We hope this detailed comparison clarifies the fundamental differences between our work and the cited reasoning literature. Given these distinctions in both problem domain and core mechanism, we respectfully maintain that our rollback-and-intervene framework represents a novel, non-incremental contribution specifically to the field of decoding-time safety.
Thank you for your detailed response and for clarifying the distinction between rollout-pruning and rollback-intervention. I appreciate your thoughtful explanation regarding the differences in both problem domain and core mechanism. The proposed rollback-and-intervene approach does indeed offer a practical solution for repairing unsafe generations, and I recognize its potential value for decoding-time safety alignment. I have updated my score to reflect my revised assessment in light of your clarifications.
We sincerely thank the reviewer for their time, continued engagement, and thoughtful reconsideration of our work. We are very grateful for the updated score.
The dialogue is very constructive. We will, of course, be incorporating all of the new experiments and analyses from our discussion into the final version of our paper to reflect these improvements.
Thank you again.
We sincerely thank all reviewers for an engaging and highly constructive discussion period. We are very grateful that our detailed rebuttals and new experiments seem to successfully address all initial concerns, resulting in positive final feedback from all reviewers. We offer a brief summary of these outcomes below:
-
(Reviewer afd5; initial score: 3 - Borderline Reject): The reviewer's primary concerns were about technical novelty and generalization. After our rebuttal, which included new experiments on Llama 3.1 and the WildGuard benchmark, and a detailed discussion differentiating our work from the reasoning literature, the reviewer confirmed they were convinced. They stated they "recognize its potential value for decoding-time safety alignment" and have updated their score.
-
(Reviewer UFMt; initial score: 2 - Reject): The reviewer's main concerns were about the novelty of the framework and the evaluation methodology. We provided detailed clarifications on the novelty of our system-level workflow and new experiments with multi-seed runs to prove the stability of our metrics. The reviewer confirmed that our framing of novelty as "leveraging an existing mechanism for an entirely new purpose" was convincing and stated they will increase the score.
-
(Reviewer 9AA7 & vnyM; initial scores: 4 - Borderline Accept): These reviewers raised important questions regarding limitations, metric clarity, and evaluation details. We provided detailed answers and new statistical analyses. Both reviewers responded positively, with Reviewer 9AA7 noting the paper "will be improved by the modifications" and Reviewer vnyM confirming they "remain positive about this paper."
This paper addresses the important problem of improving decoding-time safety alignment for LLMs by combining three elements: a guard model for real-time unsafe content detection, a rollback mechanism that corrects unsafe continuations by reverting to a safe buffer, and an introspection-based intervention where the model critiques and updates its own outputs. The approach is well-motivated, timely, and clearly presented, and the experimental results show that the framework can improve safety interventions with minimal latency while preserving output quality. Strengths include the novelty of integrating rollback with introspection, strong empirical results demonstrating effectiveness across benchmarks, and relevance to practical deployment where training-time alignment alone is insufficient. The main weaknesses are that the scope of evaluation is somewhat limited (e.g., more real-world adversarial safety scenarios would strengthen the case), and some methodological details (such as reliance on the chosen guard model and introspection prompt design) could be more fully analyzed. Overall, the work makes a meaningful contribution to decoding-time alignment methods, and I recommend acceptance as a poster (if the authors do all changes as promised).

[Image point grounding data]
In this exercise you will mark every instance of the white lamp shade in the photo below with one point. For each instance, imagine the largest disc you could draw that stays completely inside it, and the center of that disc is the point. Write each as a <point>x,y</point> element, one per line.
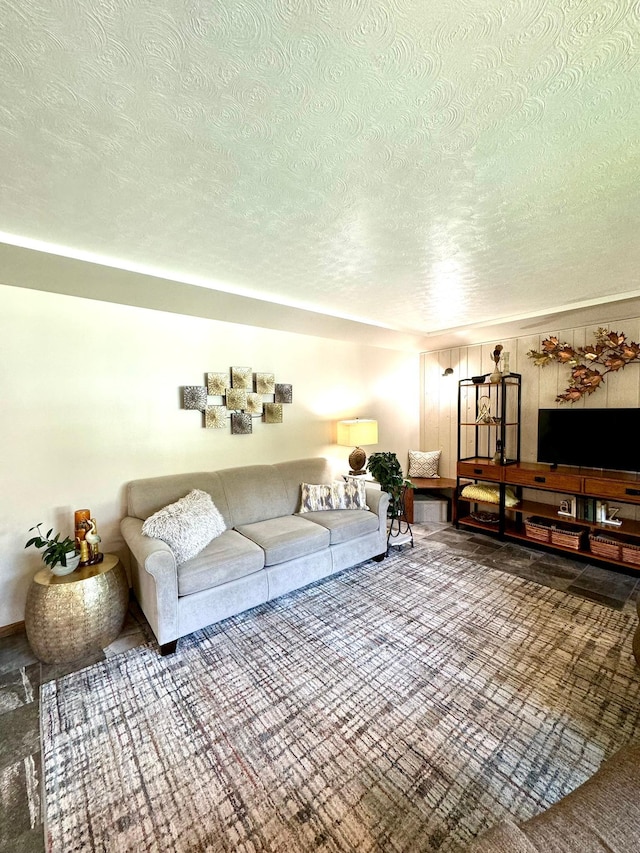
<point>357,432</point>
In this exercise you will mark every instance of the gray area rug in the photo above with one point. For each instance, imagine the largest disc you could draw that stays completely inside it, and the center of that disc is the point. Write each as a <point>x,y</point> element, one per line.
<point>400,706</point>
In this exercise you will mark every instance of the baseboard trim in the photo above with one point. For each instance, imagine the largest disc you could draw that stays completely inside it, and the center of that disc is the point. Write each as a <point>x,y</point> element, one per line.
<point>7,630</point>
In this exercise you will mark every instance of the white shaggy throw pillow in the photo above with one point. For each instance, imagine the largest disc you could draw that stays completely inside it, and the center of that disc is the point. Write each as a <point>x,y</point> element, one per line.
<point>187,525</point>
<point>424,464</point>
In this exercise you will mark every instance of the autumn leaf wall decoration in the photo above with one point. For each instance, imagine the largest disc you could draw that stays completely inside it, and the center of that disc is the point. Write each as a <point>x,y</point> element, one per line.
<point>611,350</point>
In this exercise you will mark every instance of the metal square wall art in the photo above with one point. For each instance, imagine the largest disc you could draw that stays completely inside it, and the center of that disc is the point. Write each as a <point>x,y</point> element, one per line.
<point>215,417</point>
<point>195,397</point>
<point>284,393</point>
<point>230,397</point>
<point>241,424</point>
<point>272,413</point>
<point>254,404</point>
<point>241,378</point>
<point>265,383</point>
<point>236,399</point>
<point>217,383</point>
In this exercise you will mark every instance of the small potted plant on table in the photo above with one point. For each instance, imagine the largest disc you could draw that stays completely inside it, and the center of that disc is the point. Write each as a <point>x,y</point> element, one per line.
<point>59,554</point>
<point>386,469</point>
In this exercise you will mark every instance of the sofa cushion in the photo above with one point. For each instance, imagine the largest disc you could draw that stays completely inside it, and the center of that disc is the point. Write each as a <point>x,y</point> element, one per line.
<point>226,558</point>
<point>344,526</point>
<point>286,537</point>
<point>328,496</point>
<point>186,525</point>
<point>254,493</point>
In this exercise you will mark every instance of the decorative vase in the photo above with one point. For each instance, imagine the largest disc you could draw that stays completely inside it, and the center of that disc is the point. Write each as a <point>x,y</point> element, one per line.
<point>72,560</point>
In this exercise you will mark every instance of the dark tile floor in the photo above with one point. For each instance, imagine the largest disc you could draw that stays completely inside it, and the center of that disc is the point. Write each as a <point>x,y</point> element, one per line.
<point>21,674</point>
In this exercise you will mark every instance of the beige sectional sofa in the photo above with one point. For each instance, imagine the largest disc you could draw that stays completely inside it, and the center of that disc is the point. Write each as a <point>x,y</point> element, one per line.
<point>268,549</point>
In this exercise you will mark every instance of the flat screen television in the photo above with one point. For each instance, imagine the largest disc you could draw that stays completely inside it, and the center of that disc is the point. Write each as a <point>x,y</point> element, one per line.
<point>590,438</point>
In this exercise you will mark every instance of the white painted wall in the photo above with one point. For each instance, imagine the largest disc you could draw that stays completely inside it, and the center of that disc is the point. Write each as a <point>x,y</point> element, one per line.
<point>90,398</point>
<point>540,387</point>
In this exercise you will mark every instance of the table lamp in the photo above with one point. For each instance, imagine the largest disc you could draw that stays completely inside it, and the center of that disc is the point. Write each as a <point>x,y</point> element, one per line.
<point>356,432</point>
* * *
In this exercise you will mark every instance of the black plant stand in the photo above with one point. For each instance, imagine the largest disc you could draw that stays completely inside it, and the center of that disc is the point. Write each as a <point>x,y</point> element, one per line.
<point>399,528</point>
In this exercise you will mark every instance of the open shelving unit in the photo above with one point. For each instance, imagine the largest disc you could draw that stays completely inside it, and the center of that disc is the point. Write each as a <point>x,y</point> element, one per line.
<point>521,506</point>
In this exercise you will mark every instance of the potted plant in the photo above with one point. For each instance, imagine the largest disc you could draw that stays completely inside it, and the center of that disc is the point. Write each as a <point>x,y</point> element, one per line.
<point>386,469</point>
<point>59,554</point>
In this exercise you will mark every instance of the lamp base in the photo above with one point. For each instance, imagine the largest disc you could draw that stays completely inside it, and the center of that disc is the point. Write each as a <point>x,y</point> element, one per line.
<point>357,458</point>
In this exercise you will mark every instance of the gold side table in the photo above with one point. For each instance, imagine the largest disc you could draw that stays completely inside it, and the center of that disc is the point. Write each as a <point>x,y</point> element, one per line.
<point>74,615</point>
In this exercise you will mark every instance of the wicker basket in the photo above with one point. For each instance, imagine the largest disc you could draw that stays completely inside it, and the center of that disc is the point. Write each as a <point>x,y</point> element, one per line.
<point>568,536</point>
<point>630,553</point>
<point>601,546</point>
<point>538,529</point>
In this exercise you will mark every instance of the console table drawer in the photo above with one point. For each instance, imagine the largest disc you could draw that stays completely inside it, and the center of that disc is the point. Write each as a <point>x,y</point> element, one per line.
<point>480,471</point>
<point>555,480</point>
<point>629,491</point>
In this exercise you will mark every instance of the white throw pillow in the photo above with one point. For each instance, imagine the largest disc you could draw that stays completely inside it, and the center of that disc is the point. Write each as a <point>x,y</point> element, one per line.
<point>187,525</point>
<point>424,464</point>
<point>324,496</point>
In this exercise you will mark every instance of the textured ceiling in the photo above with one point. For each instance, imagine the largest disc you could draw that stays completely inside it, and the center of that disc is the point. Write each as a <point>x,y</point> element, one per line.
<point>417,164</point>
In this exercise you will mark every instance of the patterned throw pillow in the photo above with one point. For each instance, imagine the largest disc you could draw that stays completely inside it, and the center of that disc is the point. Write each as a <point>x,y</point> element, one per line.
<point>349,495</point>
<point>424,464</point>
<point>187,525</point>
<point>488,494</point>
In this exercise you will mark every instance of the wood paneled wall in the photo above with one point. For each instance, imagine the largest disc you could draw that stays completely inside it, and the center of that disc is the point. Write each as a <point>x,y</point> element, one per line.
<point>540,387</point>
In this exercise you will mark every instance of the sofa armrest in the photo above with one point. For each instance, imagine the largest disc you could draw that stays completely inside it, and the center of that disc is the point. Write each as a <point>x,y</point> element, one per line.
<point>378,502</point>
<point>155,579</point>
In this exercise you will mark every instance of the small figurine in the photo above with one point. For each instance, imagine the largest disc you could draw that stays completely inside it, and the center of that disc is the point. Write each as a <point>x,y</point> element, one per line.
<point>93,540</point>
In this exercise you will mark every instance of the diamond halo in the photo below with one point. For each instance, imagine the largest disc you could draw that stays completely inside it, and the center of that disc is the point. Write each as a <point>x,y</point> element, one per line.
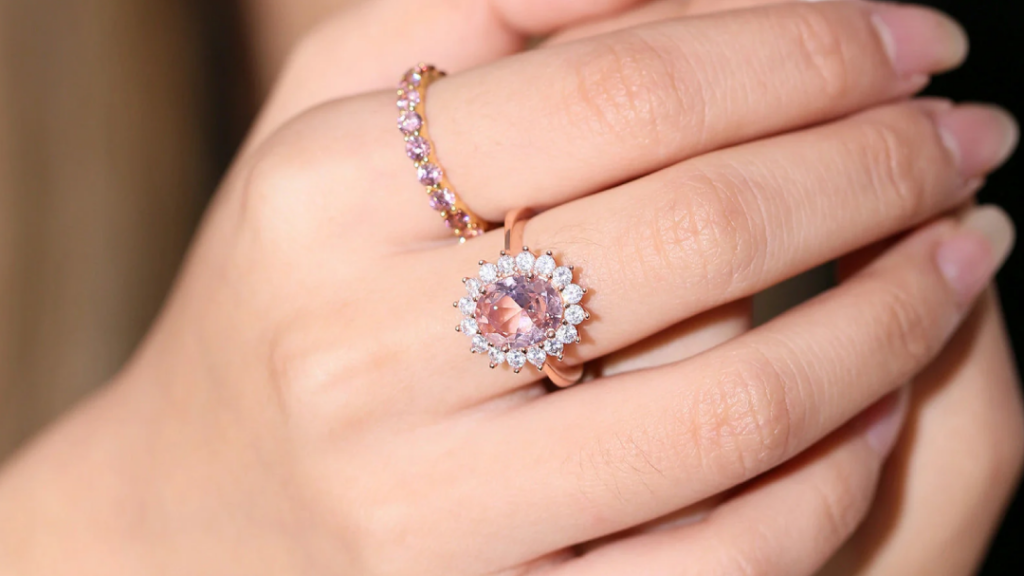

** INSTRUCTIONS **
(A) Answer these questions from the review discussion:
(i) On which model and which benchmark did the authors run new experiments for Reviewer afd5?
(ii) What initial score did Reviewer UFMt give?
(iii) What three elements does the approach combine?
(B) Do these statements agree with the review discussion? Answer yes or no for each, quoting the words that decide it.
(i) Reviewer UFMt's initial score was 4.
(ii) The final review recommends acceptance as a poster.
(iii) The multi-seed runs were meant to show that the metrics are stable.
(C) List every reviewer ID that appears in the review discussion.
Rely on the review discussion alone when answering.

** PROBLEM SOLUTIONS **
(A)
(i) Llama 3.1 and the WildGuard benchmark.
(ii) 2 - Reject.
(iii) A guard model for real-time unsafe content detection, a rollback mechanism that corrects unsafe continuations by reverting to a safe buffer, and an introspection-based intervention where the model critiques and updates its own outputs.

(B)
(i) No: "(Reviewer UFMt; initial score: 2 - Reject)"
(ii) Yes: "I recommend acceptance as a poster (if the authors do all changes as promised)"
(iii) Yes: "new experiments with multi-seed runs to prove the stability of our metrics"

(C) afd5, UFMt, 9AA7, vnyM